=== BRIEF ===
Please recast the lines from the one containing "the man's hand." through the end of the entries as a Markdown table with the columns "No." and "Line", skipping blank lines. Leave the pictures out of your answer.

+++ EXERCISE INPUT

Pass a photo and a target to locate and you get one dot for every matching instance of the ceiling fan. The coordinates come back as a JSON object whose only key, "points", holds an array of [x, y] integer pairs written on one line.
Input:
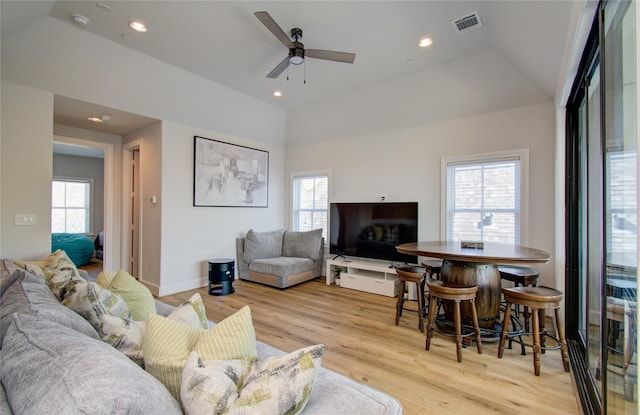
{"points": [[297, 52]]}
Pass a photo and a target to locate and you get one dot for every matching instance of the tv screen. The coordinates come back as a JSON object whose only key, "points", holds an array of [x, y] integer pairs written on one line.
{"points": [[372, 230]]}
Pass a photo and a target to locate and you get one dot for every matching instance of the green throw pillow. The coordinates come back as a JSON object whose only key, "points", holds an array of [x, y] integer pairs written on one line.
{"points": [[137, 296], [167, 345], [127, 335], [278, 385]]}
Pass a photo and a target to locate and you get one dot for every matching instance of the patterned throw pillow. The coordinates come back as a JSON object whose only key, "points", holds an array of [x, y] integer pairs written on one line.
{"points": [[92, 302], [191, 312], [104, 279], [57, 270], [167, 345], [137, 296], [127, 335], [278, 385]]}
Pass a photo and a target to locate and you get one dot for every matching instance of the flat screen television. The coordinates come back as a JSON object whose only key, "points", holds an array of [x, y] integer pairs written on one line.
{"points": [[373, 229]]}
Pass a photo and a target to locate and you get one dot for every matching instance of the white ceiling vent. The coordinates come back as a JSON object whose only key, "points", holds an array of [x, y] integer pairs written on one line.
{"points": [[468, 23]]}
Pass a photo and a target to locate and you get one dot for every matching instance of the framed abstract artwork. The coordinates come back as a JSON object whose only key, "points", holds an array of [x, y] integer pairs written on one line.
{"points": [[226, 174]]}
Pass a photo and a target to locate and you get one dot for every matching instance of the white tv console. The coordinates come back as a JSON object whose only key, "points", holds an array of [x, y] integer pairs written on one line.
{"points": [[369, 276]]}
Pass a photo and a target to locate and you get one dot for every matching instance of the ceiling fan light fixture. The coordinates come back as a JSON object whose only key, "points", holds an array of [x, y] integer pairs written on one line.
{"points": [[425, 42], [296, 60]]}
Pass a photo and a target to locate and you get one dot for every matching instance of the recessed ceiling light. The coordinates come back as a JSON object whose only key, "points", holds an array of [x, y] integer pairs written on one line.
{"points": [[425, 42], [79, 19], [138, 26]]}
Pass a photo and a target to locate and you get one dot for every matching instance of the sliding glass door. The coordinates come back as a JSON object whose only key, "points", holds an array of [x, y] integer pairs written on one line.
{"points": [[602, 214]]}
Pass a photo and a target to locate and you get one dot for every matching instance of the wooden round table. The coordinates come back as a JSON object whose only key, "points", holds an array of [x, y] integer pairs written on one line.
{"points": [[479, 267]]}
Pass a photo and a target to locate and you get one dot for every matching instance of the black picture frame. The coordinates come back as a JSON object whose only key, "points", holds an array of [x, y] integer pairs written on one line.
{"points": [[229, 175]]}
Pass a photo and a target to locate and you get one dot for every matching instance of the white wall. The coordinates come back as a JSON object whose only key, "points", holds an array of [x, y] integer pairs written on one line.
{"points": [[197, 234], [404, 165], [25, 170]]}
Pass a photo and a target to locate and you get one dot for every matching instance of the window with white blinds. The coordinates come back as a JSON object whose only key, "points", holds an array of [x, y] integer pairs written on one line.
{"points": [[310, 196], [484, 197], [71, 206]]}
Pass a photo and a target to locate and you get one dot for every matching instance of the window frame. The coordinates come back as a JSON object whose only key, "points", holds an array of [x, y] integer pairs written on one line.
{"points": [[89, 218], [294, 209], [481, 158]]}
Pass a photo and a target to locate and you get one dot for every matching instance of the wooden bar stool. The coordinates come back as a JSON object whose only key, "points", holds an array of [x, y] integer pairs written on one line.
{"points": [[411, 274], [521, 277], [538, 299], [453, 292], [432, 266]]}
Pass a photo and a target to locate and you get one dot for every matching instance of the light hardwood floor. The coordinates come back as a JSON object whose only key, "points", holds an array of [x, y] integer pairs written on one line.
{"points": [[363, 343]]}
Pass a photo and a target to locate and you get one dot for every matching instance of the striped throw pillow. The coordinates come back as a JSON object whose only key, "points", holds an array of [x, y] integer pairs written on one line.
{"points": [[137, 296], [167, 345]]}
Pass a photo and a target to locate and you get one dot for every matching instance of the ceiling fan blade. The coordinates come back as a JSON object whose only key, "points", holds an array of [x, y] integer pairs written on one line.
{"points": [[330, 55], [279, 69], [273, 27]]}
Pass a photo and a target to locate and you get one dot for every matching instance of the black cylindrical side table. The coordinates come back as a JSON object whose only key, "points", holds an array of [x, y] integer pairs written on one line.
{"points": [[221, 274]]}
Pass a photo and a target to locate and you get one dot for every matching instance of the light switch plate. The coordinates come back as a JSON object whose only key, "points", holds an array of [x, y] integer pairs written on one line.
{"points": [[25, 220]]}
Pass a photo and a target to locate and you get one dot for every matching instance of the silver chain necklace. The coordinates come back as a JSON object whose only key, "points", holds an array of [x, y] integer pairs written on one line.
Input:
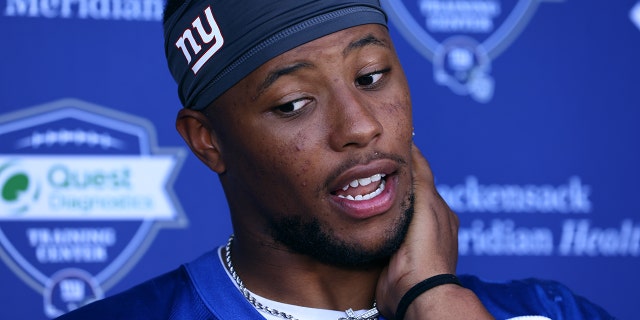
{"points": [[371, 314]]}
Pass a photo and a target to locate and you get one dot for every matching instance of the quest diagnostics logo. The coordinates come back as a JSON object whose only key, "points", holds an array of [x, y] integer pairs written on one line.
{"points": [[462, 37], [83, 191], [18, 191]]}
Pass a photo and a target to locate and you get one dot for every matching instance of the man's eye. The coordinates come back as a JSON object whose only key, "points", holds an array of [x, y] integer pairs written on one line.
{"points": [[293, 106], [369, 79]]}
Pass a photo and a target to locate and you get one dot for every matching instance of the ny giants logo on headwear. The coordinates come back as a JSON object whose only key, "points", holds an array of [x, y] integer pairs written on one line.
{"points": [[213, 40]]}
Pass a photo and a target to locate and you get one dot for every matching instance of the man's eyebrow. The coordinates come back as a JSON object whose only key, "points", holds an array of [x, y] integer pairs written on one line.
{"points": [[277, 73], [369, 39]]}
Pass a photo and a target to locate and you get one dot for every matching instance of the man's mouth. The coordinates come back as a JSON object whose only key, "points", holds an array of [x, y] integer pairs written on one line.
{"points": [[364, 188]]}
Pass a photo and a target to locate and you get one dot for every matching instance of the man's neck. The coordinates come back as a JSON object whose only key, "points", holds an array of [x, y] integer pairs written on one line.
{"points": [[276, 273]]}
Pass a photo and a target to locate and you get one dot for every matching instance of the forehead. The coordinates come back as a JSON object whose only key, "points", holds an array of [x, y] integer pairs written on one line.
{"points": [[338, 45]]}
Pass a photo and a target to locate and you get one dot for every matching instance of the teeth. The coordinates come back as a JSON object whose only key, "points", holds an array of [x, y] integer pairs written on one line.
{"points": [[364, 182]]}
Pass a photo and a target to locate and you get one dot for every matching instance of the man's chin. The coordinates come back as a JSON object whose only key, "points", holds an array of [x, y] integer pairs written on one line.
{"points": [[312, 239]]}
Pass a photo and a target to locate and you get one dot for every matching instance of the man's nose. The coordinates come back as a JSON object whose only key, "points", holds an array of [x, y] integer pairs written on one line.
{"points": [[354, 120]]}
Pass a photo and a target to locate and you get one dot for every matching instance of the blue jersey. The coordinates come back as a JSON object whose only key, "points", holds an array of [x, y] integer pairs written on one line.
{"points": [[202, 290]]}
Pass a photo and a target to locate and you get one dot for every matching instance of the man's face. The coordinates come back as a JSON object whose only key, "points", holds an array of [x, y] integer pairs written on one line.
{"points": [[316, 147]]}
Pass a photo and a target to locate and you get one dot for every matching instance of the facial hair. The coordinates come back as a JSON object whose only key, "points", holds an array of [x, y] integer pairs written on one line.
{"points": [[310, 237]]}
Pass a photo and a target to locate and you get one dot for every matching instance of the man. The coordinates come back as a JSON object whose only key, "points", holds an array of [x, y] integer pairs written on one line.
{"points": [[303, 111]]}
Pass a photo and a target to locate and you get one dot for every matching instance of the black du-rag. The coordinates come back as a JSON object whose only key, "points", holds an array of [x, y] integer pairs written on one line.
{"points": [[211, 45]]}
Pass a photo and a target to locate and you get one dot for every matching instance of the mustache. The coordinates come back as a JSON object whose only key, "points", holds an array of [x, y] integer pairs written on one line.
{"points": [[361, 160]]}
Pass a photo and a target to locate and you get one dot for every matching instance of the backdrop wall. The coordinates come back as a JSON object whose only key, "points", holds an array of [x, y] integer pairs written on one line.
{"points": [[527, 111]]}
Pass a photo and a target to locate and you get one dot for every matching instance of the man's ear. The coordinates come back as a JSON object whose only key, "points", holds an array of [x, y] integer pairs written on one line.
{"points": [[196, 130]]}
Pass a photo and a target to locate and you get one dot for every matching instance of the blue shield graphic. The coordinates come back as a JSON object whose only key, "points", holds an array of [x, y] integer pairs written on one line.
{"points": [[83, 191], [462, 37]]}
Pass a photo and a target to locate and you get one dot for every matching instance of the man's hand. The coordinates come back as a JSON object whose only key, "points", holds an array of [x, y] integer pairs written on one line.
{"points": [[430, 248]]}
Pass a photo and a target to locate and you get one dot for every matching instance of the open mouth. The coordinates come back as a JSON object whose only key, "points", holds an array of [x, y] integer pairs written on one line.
{"points": [[364, 188]]}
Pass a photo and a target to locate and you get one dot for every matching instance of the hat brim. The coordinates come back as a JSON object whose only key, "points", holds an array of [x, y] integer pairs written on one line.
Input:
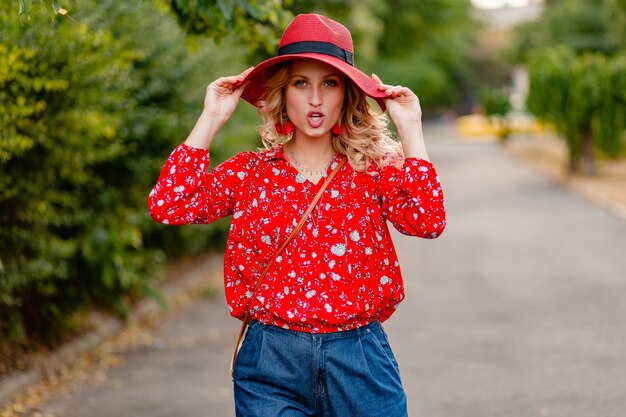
{"points": [[257, 79]]}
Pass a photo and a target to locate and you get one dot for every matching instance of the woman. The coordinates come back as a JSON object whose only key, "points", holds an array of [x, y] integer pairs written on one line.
{"points": [[315, 345]]}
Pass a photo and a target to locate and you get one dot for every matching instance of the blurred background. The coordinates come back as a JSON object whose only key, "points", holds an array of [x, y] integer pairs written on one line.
{"points": [[95, 94]]}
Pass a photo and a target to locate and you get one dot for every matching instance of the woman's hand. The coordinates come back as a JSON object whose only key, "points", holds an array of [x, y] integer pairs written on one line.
{"points": [[221, 99], [402, 103], [406, 113], [223, 94]]}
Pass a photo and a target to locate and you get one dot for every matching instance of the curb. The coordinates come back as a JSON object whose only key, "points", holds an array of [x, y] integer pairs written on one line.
{"points": [[202, 276], [586, 191]]}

++++++

=== FINAL RESULT ===
| No. | Line |
|---|---|
| 1 | Pass a photo and a target to locate and you get one dot for every matching instance of the man's hand. The coordinates come back as a JSON object whose only key, "points", holds an array of [x, y] integer pairs written on one line. |
| 2 | {"points": [[430, 248]]} |
| 3 | Pass a photo and a target to locate and you get one dot for every matching instance of the open mouth. The coordinates come back as a JSON object whose only key, "points", holds an array of [x, y] integer pairs written on one line. |
| 4 | {"points": [[364, 188]]} |
| 5 | Pass a photo and a target to locate and you get one dot for every matching instance of the hat brim. The coordinates come back as a JSON object whose only key, "points", holds an array of [x, y] integer pairs written on one line. |
| 6 | Input: |
| 7 | {"points": [[257, 79]]} |
| 8 | Pass a photo and a target to locate and you get one dot for every matching instance of the woman. The coordinates come back as a JSON object whose only key, "points", holds an array of [x, y] integer pairs written on one line. |
| 9 | {"points": [[315, 345]]} |
| 10 | Pass a photo and a target to locate and you get one dot for every matching instance of the blurred background. The coordinates come back as a JSON object whose only key, "points", holds an array of [x, y] integer pairs written on one line. |
| 11 | {"points": [[95, 94]]} |
| 12 | Pass a photo and a target to locate and you get one dot for every matching instance of the woman's hand. The coordinates come back as a JSON object whose only key, "points", holds an array of [x, y] integer pairs written on one line. |
| 13 | {"points": [[221, 99], [402, 103], [406, 113], [223, 94]]} |
| 14 | Pass a photo and a target to locate and you get one dot for every matching instance of the curb. The coordinates come back as a JSON object whose only key, "points", holds an array of [x, y] integer pairs written on one line. |
| 15 | {"points": [[202, 276], [586, 191]]} |